* **WHAT YOU WILL DO**
1. In the David Hartman text, reproduce the passage from "In a 2011 interview" up to and including "forbidden, forbidden, forbidden?", swapping "trivial things" for "petty details".
2. According to the David Hartman text, at which university is Avi Sagi a professor of philosophy?
3. Carry on the David Hartman text from its final sentence.

Rabbi David Hartman was a world-renowned U.S.-born philosopher who promoted both Jewish pluralism and interfaith dialogue and who got his start in Canada.

In Montreal's tight-knit Jewish community, his is still a household name as a pulpit rabbi who helped shepherd his flock through some tumultuous times. Since 1976, his name has been most closely associated with the Shalom Hartman Institute in Jerusalem, a respected study centre he created to express his commitment to pluralism by bringing together leaders from all strains of Judaism.

Dr. Hartman won praise for having developed a unique Jewish philosophy that positioned humanity at the centre of Judaism, opening the door to a more tolerant approach that took personal choice and experience into greater account. His line of thought places people in a dialogue with God, rather than as obedient, unquestioning worshippers.

"He was a public philosopher for the Jewish people," said Michael Sandel, a professor of political philosophy at Harvard who has written about Dr. Hartman's work. "As Maimonides drew Aristotle into conversation with Moses and Rabbi Akiva, so Hartman renovated Jewish thought by bringing the liberal sensibilities to bear on Talmudic argument."

A charismatic teacher and prolific author, he promoted thoughtful criticism and interpretation of Jewish texts and laws among his students, spawning a generation of thinkers who continue to challenge what's traditionally accepted or forbidden under Jewish law.

"Contrary to his teachers who saw Jewish law as signed and sealed, he chose to see it as a type of language where the past and present interact," said Avi Sagi, a professor of philosophy at Israel's Bar-Ilan University who studied and worked with Dr. Hartman.

Though he followed the Orthodox stream, Dr. Hartman pushed for a Judaism that was more open-minded. He was known for his efforts to promote understanding between Jews of various affiliations both inside and outside Israel.

In a 2011 interview with the Israeli newspaper Yediot Ahronot, he spoke out against some religious groups in Israel for their strict interpretation of what he saw as minutiae in Jewish law.

"It's insane, insane," he declared. "These people emphasize trivial things. We lost the deeper meaning," he said. "Do you think that people will want to enter a spiritual life made up only of what is forbidden, forbidden, forbidden?

"The important thing is loving kindness."

At the centre of his thinking was "a kind of counter-religious idea, where religious life is a life of affirmation, not a life of denial," said Moshe Halbertal, a professor of philosophy at Hebrew University and Dr. Hartman's former son-in-law.

* **INFORMATION SHOWN**
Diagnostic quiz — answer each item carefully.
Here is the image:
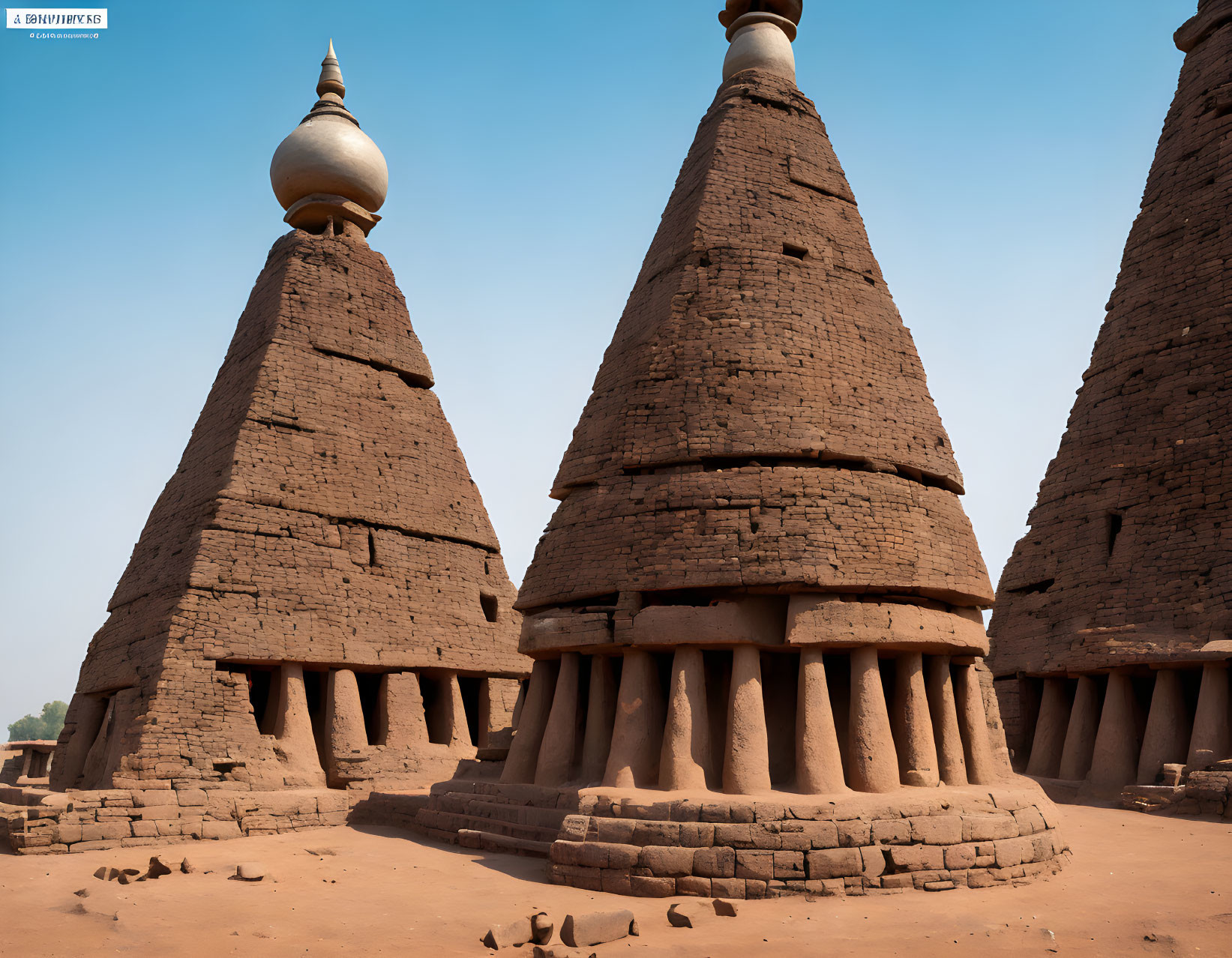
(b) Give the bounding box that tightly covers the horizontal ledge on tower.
[519,594,988,657]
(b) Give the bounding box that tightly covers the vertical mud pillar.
[659,645,709,792]
[325,669,368,788]
[954,663,1002,786]
[80,696,115,789]
[723,645,770,795]
[1186,661,1232,766]
[52,694,109,792]
[1137,669,1192,786]
[1090,669,1141,795]
[891,653,941,788]
[377,672,429,749]
[1027,678,1073,778]
[535,651,581,786]
[604,649,663,788]
[580,655,616,784]
[274,663,325,788]
[500,659,561,783]
[796,646,847,795]
[1057,675,1099,782]
[925,655,967,786]
[847,645,898,792]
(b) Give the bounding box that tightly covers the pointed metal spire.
[270,40,389,235]
[316,37,346,98]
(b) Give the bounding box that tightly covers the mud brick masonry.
[415,0,1065,897]
[5,46,529,851]
[988,0,1232,813]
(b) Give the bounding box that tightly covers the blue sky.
[0,0,1196,726]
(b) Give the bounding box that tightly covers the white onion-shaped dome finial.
[270,40,389,232]
[718,0,805,82]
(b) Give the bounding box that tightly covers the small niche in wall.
[1106,512,1125,555]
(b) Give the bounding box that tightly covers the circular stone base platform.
[416,777,1068,899]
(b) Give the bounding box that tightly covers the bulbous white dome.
[270,113,389,213]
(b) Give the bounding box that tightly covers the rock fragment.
[668,901,715,929]
[144,855,175,879]
[235,862,265,882]
[531,912,556,945]
[561,909,638,948]
[483,918,531,950]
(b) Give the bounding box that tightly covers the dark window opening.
[419,672,454,745]
[1108,512,1125,555]
[355,672,385,745]
[479,592,496,622]
[247,669,277,735]
[304,669,329,768]
[28,751,46,778]
[458,675,483,745]
[761,651,799,789]
[704,649,732,791]
[1006,579,1056,594]
[822,653,851,780]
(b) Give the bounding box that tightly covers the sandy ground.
[0,807,1232,958]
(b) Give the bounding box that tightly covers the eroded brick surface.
[519,70,992,608]
[988,9,1232,675]
[53,230,527,788]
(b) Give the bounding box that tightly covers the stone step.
[457,829,552,858]
[415,808,559,843]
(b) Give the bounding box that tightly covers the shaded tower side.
[989,0,1232,788]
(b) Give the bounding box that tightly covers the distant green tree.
[9,699,69,741]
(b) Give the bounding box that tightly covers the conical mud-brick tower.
[989,0,1232,812]
[419,0,1063,898]
[52,44,529,789]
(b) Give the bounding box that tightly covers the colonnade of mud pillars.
[502,645,1010,795]
[246,663,472,786]
[1027,661,1232,789]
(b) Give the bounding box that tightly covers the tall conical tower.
[419,0,1062,897]
[989,0,1232,807]
[53,43,527,789]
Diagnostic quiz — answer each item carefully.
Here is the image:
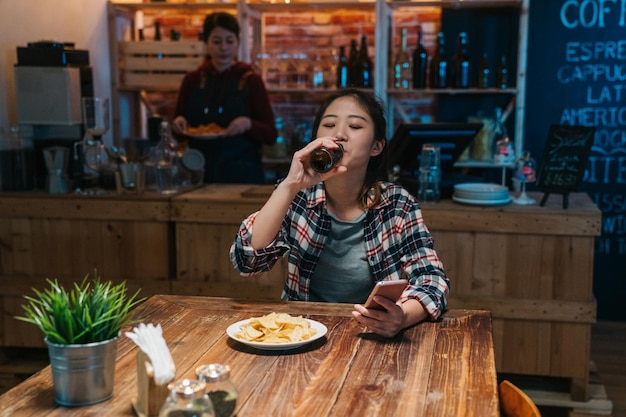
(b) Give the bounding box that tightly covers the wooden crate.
[119,41,204,89]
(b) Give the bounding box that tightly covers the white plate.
[452,195,511,206]
[226,319,328,350]
[454,190,509,200]
[183,132,224,139]
[454,182,508,194]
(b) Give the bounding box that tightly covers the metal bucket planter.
[46,337,119,406]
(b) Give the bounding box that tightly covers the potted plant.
[16,273,145,406]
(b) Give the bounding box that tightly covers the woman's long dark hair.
[312,88,387,208]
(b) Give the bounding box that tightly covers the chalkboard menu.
[524,0,626,321]
[537,125,596,194]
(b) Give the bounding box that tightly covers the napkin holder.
[133,350,173,417]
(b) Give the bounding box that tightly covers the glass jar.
[196,363,239,417]
[159,379,215,417]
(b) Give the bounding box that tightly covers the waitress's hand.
[224,116,252,136]
[172,116,187,133]
[281,136,348,191]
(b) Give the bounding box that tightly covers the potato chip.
[187,123,224,135]
[235,313,317,343]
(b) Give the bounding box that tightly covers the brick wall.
[135,7,441,140]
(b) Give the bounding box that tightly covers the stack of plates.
[452,182,511,205]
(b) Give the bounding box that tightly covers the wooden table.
[0,295,499,417]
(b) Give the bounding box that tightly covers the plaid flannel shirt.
[230,182,450,320]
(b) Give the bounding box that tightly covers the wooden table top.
[0,295,499,417]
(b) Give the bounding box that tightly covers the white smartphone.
[363,279,409,310]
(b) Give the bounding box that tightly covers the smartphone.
[363,279,409,310]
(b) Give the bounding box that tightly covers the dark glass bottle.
[348,39,362,87]
[454,32,470,88]
[413,27,428,90]
[476,54,491,88]
[310,143,343,174]
[430,32,448,88]
[393,28,413,90]
[359,36,374,88]
[337,46,348,88]
[154,22,161,41]
[496,55,509,89]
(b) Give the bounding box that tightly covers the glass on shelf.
[513,151,537,205]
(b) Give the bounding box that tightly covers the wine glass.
[513,151,537,205]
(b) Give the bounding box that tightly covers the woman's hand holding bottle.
[172,116,187,133]
[283,136,348,192]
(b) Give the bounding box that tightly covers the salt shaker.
[196,363,239,417]
[159,379,215,417]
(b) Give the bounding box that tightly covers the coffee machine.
[14,41,94,189]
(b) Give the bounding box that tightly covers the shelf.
[387,88,517,96]
[387,0,522,9]
[246,1,376,13]
[267,87,374,94]
[454,159,515,169]
[111,1,237,12]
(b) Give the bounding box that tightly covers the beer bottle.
[454,32,470,88]
[413,27,428,90]
[476,54,491,88]
[359,36,374,88]
[430,32,448,88]
[337,46,348,88]
[393,28,412,90]
[496,55,509,89]
[348,39,362,87]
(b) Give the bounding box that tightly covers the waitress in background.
[172,12,278,184]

* **FINAL ANSWERS**
1.
In a 2011 interview with the Israeli newspaper Yediot Ahronot, he spoke out against some religious groups in Israel for their strict interpretation of what he saw as minutiae in Jewish law.

"It's insane, insane," he declared. "These people emphasize petty details. We lost the deeper meaning," he said. "Do you think that people will want to enter a spiritual life made up only of what is forbidden, forbidden, forbidden?

2. Bar-Ilan University in Israel.

3.
Dr. Hartman was the founding spiritual leader of Montreal's Congregation Tifereth Beth David Jerusalem. His start there, in 1960, coincided with the first stirrings of Quebec's Quiet Revolution, and he helped guide a jittery, mostly Anglophone Jewish community through the turbulent growth of separatist sentiments. He left for Israel with his family in 1971 as part of a generation of Zionists inspired by the Israeli victory in the 1967 Six-Day War.

Charles Taylor met Dr. Hartman when Dr. Taylor was professor of philosophy at McGill University and the young rabbi went to teach there (he would subsequently receive his doctorate in philosophy from the university). Dr. Taylor told The Media Line, a Mideast news service, that what impressed him most was Dr. Hartman's ability to bring secular Jewish intellectuals together with people with deep knowledge of Jewish law and exegesis. "He brought these conversations together and was able to break down the wall between secularists and religionists."

Dr. Hartman died at his home in Jerusalem on Feb. 10, at the age of 81, following a lengthy illness.

David Hartman was born on Sept. 11, 1931, in the Brownsville section of Brooklyn, one of six children of Shalom and Batya Hartman, Hasidim who had moved to New York from Palestine. Donniel Hartman, David's son, said the family was poor – Shalom peddled sheets and pillowcases door to door – but that the four boys became rabbis and the two girls married rabbis.

David was educated at the Lakewood Yeshiva in Lakewood, N.J., which was considered the most prestigious yeshiva for North American Jews, and was ordained by Rabbi Joseph Soloveitchik, perhaps the most important Orthodox thinker of the 20th century.

Dr. Hartman published several books in English and Hebrew, including two about Maimonides, the great Torah scholar of the Middle Ages; one on the theological legacy of Dr. Soloveitchik; and two about his own spiritual evolution.

He was an adviser to former Israeli prime minister Ehud Olmert; Teddy Kollek, the longtime mayor of Jerusalem; and Zevulun Hammer, Israel's education minister from 1977 to 1984.

"He combined an active rabbinate with excellent and creative scholarship," said Concordia University religion professor Ira Robinson. "He also combined a spirit of openness toward the world of general culture and philosophy with a maximal Judaism. Similarly, he had an openness toward the entire spectrum of Judaic interpretation that was possible in an Orthodox rabbi in the 1960s and is less prevalent in Orthodoxy nowadays."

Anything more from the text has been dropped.